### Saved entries
======

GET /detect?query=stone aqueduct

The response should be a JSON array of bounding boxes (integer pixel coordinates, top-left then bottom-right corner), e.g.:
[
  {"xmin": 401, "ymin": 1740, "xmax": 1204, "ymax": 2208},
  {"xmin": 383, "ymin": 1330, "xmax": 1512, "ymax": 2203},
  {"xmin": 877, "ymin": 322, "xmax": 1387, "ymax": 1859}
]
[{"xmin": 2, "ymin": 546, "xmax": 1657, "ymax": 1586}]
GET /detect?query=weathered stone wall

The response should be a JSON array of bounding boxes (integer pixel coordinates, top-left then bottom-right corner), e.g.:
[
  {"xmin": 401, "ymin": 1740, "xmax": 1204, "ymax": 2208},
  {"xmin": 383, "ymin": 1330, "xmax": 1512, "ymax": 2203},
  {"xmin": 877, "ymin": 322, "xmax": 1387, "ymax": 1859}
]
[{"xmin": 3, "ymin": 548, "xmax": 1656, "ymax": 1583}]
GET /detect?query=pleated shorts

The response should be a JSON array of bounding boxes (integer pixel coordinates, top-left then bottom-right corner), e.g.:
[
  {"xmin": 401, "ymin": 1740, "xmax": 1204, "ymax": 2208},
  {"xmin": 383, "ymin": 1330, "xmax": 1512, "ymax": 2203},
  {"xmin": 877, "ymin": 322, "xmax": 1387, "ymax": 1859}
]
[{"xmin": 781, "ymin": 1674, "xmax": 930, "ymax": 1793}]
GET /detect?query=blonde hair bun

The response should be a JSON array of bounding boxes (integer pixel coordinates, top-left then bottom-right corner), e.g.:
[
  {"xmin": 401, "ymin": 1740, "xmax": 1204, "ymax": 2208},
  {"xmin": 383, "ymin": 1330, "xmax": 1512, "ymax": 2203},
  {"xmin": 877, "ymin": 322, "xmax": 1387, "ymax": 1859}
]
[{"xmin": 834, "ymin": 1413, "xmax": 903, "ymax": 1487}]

======

### Exercise brief
Look through the records above for the string "stone", then copy every line that has it.

### Worked solution
GET /detect?query=stone aqueduct
GET /detect?query=weathered stone wall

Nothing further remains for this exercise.